- **What the exercise asks**:
Write out the complete material exactly as it stands.

-*-*-

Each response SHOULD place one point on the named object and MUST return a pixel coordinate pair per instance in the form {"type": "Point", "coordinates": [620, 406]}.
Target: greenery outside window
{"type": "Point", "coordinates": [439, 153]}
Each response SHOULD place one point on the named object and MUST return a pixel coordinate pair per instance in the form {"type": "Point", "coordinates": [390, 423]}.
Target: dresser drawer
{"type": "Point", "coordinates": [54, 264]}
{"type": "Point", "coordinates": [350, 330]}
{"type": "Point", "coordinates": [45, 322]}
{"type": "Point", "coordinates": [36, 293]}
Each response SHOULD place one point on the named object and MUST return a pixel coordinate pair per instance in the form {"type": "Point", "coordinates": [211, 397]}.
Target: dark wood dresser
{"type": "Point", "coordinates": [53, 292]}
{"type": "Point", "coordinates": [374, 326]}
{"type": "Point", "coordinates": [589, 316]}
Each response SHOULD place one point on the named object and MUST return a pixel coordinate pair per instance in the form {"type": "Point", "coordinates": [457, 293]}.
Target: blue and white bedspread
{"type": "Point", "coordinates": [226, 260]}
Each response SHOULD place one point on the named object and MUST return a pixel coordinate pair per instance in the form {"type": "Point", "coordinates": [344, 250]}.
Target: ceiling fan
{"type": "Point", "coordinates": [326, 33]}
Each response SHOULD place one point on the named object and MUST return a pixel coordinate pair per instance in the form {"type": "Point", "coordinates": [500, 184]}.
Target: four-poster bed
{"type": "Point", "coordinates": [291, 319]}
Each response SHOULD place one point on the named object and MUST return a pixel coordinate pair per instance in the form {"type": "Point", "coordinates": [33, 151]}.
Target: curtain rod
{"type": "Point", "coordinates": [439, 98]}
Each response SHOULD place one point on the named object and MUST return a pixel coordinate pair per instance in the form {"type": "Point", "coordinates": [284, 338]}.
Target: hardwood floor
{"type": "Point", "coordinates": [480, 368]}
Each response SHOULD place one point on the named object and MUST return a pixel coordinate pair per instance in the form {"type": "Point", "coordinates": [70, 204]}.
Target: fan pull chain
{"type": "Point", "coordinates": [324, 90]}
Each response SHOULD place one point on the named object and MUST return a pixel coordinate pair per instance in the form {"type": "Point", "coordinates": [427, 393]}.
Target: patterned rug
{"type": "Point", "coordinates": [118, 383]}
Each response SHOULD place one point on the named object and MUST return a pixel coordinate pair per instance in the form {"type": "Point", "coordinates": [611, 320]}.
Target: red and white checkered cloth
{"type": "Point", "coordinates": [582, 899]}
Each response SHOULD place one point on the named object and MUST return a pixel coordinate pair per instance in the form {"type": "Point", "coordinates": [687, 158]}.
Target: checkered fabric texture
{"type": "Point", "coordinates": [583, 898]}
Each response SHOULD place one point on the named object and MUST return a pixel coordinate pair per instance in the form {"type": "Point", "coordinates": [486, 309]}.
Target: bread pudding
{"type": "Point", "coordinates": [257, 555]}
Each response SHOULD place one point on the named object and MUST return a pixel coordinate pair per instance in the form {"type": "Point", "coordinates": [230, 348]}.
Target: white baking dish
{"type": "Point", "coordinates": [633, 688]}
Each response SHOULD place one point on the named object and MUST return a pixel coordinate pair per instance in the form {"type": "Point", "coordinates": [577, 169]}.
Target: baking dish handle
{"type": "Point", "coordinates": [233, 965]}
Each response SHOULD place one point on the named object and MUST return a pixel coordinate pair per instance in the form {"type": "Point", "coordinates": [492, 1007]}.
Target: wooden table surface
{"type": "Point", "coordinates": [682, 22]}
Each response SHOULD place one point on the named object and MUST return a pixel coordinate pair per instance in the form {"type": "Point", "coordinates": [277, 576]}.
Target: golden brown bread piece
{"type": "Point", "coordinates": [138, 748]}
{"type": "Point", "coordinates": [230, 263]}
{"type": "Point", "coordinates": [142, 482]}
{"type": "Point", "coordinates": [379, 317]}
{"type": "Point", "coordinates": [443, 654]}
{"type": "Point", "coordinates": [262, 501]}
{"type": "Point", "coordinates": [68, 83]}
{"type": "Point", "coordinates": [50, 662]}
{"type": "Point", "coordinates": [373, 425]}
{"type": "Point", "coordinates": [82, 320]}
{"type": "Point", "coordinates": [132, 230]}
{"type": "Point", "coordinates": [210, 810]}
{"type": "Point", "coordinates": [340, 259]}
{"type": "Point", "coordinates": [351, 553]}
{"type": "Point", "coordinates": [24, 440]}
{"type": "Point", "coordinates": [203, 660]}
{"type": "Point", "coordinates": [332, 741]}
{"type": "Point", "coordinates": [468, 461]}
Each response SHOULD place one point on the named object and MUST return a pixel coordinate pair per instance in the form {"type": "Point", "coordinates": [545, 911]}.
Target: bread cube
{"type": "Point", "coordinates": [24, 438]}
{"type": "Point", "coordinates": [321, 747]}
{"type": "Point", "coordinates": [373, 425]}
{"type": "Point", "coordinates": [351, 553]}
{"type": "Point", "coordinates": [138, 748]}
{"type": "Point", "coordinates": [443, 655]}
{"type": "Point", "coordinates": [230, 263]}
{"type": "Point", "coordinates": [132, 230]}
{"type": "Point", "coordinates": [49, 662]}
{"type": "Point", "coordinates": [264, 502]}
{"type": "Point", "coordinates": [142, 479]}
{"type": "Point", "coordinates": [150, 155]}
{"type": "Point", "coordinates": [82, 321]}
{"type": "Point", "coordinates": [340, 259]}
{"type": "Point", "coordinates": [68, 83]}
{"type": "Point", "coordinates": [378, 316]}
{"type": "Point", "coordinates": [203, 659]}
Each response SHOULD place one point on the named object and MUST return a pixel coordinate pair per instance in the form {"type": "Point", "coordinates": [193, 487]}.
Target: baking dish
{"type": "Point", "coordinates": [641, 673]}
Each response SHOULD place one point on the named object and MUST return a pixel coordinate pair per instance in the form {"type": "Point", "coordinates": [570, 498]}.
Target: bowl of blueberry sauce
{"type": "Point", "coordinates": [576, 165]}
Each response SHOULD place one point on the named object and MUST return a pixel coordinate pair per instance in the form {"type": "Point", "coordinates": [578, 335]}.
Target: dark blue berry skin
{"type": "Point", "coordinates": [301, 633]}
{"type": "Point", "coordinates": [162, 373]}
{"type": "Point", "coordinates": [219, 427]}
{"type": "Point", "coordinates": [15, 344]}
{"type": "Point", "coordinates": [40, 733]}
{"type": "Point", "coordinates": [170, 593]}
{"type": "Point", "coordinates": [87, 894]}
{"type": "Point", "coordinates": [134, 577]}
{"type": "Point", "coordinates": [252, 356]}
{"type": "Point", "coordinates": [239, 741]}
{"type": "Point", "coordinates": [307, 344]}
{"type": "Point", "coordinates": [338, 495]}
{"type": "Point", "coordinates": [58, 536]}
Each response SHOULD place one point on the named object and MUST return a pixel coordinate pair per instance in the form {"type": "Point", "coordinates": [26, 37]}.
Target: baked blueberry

-*-*-

- **Task result**:
Each response SHOULD place one point on the named object and MUST return a pixel coordinate pair per instance in the form {"type": "Point", "coordinates": [620, 406]}.
Target: greenery outside window
{"type": "Point", "coordinates": [439, 153]}
Each response SHOULD place one point on the named object and MUST return a pixel coordinate pair per instance in the form {"type": "Point", "coordinates": [390, 423]}.
Target: dresser drawer
{"type": "Point", "coordinates": [54, 264]}
{"type": "Point", "coordinates": [350, 330]}
{"type": "Point", "coordinates": [45, 322]}
{"type": "Point", "coordinates": [36, 293]}
Each response SHOULD place one point on the named object and MUST return a pixel coordinate pair per instance in the form {"type": "Point", "coordinates": [211, 397]}.
Target: dark wood dresser
{"type": "Point", "coordinates": [53, 292]}
{"type": "Point", "coordinates": [374, 326]}
{"type": "Point", "coordinates": [589, 316]}
Each response SHOULD place one point on the named object and MUST return a pixel coordinate pair per instance in the form {"type": "Point", "coordinates": [457, 293]}.
Target: blue and white bedspread
{"type": "Point", "coordinates": [226, 260]}
Each response SHOULD place one point on the named object and MUST return a pixel coordinate pair per instance in the form {"type": "Point", "coordinates": [344, 250]}.
Target: ceiling fan
{"type": "Point", "coordinates": [326, 33]}
Each response SHOULD place one point on the named object and MUST return a pixel coordinate pair per instance in the form {"type": "Point", "coordinates": [500, 184]}.
Target: four-poster bed
{"type": "Point", "coordinates": [291, 319]}
Each response SHOULD place one point on the named object and MUST return a pixel coordinate pair per instance in the form {"type": "Point", "coordinates": [33, 151]}.
Target: curtain rod
{"type": "Point", "coordinates": [439, 98]}
Each response SHOULD place one point on the named object and MUST return a pixel coordinate pair per instance in the form {"type": "Point", "coordinates": [284, 338]}.
Target: hardwood floor
{"type": "Point", "coordinates": [480, 368]}
Each response SHOULD place one point on the named object and MUST return a pixel coordinate pair per instance in the form {"type": "Point", "coordinates": [70, 204]}.
Target: fan pull chain
{"type": "Point", "coordinates": [324, 90]}
Each response SHOULD place one point on the named object and MUST return a pixel coordinate pair per instance in the form {"type": "Point", "coordinates": [427, 393]}.
Target: patterned rug
{"type": "Point", "coordinates": [118, 383]}
Each response SHOULD place one point on the named object and MUST return a pixel coordinate pair per instance in the form {"type": "Point", "coordinates": [611, 320]}.
Target: red and white checkered cloth
{"type": "Point", "coordinates": [582, 899]}
Each response SHOULD place one point on the named object and MUST return a pixel coordinate pair per instance in the form {"type": "Point", "coordinates": [687, 158]}.
Target: checkered fabric texture
{"type": "Point", "coordinates": [583, 898]}
Each response SHOULD place one point on the named object and MUST return a pixel coordinate pair per instance in the form {"type": "Point", "coordinates": [486, 309]}.
Target: bread pudding
{"type": "Point", "coordinates": [257, 555]}
Each response SHOULD place one point on the named object and MUST return a pixel coordinate pair per instance in the form {"type": "Point", "coordinates": [230, 348]}.
Target: white baking dish
{"type": "Point", "coordinates": [633, 688]}
Each response SHOULD place one point on the named object and MUST return a pixel coordinate pair per instance in the form {"type": "Point", "coordinates": [577, 169]}.
Target: baking dish handle
{"type": "Point", "coordinates": [233, 965]}
Each response SHOULD place one point on the named object and MUST return a pixel coordinate pair per instance in the form {"type": "Point", "coordinates": [492, 1007]}.
Target: wooden table surface
{"type": "Point", "coordinates": [682, 22]}
Each response SHOULD place one point on the named object and MUST return a pixel coordinate pair per instance in the form {"type": "Point", "coordinates": [277, 576]}.
Target: golden brown bread piece
{"type": "Point", "coordinates": [138, 748]}
{"type": "Point", "coordinates": [230, 263]}
{"type": "Point", "coordinates": [142, 482]}
{"type": "Point", "coordinates": [379, 317]}
{"type": "Point", "coordinates": [443, 654]}
{"type": "Point", "coordinates": [262, 501]}
{"type": "Point", "coordinates": [68, 83]}
{"type": "Point", "coordinates": [50, 662]}
{"type": "Point", "coordinates": [373, 425]}
{"type": "Point", "coordinates": [82, 320]}
{"type": "Point", "coordinates": [132, 230]}
{"type": "Point", "coordinates": [210, 810]}
{"type": "Point", "coordinates": [340, 259]}
{"type": "Point", "coordinates": [351, 553]}
{"type": "Point", "coordinates": [24, 440]}
{"type": "Point", "coordinates": [203, 660]}
{"type": "Point", "coordinates": [332, 741]}
{"type": "Point", "coordinates": [468, 461]}
Each response SHOULD place one point on the named object and MUST return a pixel coordinate pair per instance in the form {"type": "Point", "coordinates": [545, 911]}.
Target: bread cube
{"type": "Point", "coordinates": [24, 438]}
{"type": "Point", "coordinates": [321, 747]}
{"type": "Point", "coordinates": [373, 425]}
{"type": "Point", "coordinates": [351, 553]}
{"type": "Point", "coordinates": [138, 748]}
{"type": "Point", "coordinates": [443, 655]}
{"type": "Point", "coordinates": [230, 263]}
{"type": "Point", "coordinates": [132, 230]}
{"type": "Point", "coordinates": [49, 662]}
{"type": "Point", "coordinates": [264, 502]}
{"type": "Point", "coordinates": [142, 479]}
{"type": "Point", "coordinates": [150, 155]}
{"type": "Point", "coordinates": [82, 321]}
{"type": "Point", "coordinates": [340, 259]}
{"type": "Point", "coordinates": [68, 83]}
{"type": "Point", "coordinates": [378, 316]}
{"type": "Point", "coordinates": [203, 659]}
Each response SHOULD place one point on the named object and MUST return a pixel coordinate pair per instance in the form {"type": "Point", "coordinates": [193, 487]}.
Target: baking dish
{"type": "Point", "coordinates": [641, 673]}
Each response SHOULD place one point on the named object and MUST return a pixel coordinate pair per instance in the form {"type": "Point", "coordinates": [570, 498]}.
Target: bowl of blueberry sauce
{"type": "Point", "coordinates": [576, 165]}
Each response SHOULD place one point on the named object and MUST return a pixel coordinate pair per instance in the form {"type": "Point", "coordinates": [578, 335]}.
Target: dark blue berry skin
{"type": "Point", "coordinates": [301, 633]}
{"type": "Point", "coordinates": [162, 373]}
{"type": "Point", "coordinates": [219, 427]}
{"type": "Point", "coordinates": [15, 344]}
{"type": "Point", "coordinates": [40, 733]}
{"type": "Point", "coordinates": [170, 593]}
{"type": "Point", "coordinates": [87, 894]}
{"type": "Point", "coordinates": [134, 577]}
{"type": "Point", "coordinates": [252, 356]}
{"type": "Point", "coordinates": [239, 741]}
{"type": "Point", "coordinates": [307, 344]}
{"type": "Point", "coordinates": [338, 495]}
{"type": "Point", "coordinates": [58, 536]}
Each response SHOULD place one point on the named object and MUST return a pixel coordinate pair per instance in the form {"type": "Point", "coordinates": [26, 37]}.
Target: baked blueberry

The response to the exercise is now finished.